▶ **Required task**:
Please copy each of the items below word for word, leaving out the pictures.

▶ **Data extract**:
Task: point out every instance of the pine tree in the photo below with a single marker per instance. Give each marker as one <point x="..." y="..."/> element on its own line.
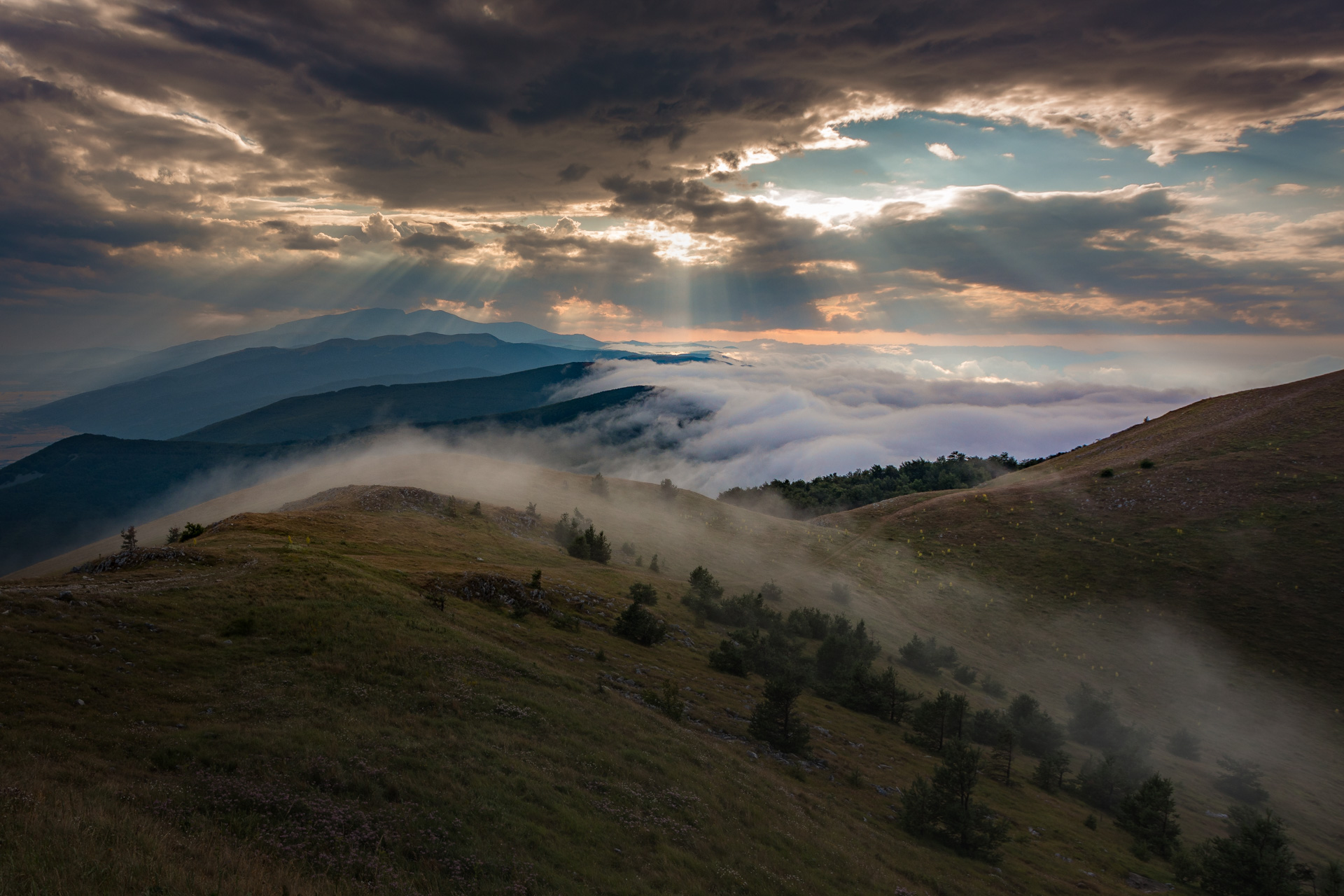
<point x="776" y="719"/>
<point x="640" y="626"/>
<point x="1149" y="816"/>
<point x="1253" y="860"/>
<point x="1002" y="760"/>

▶ **The response**:
Task: point out every instance of the pine tree in the photo below with a single marker per instance. Give each marker as one <point x="..." y="..."/> element on its own line.
<point x="776" y="719"/>
<point x="640" y="626"/>
<point x="1149" y="816"/>
<point x="1253" y="860"/>
<point x="1002" y="760"/>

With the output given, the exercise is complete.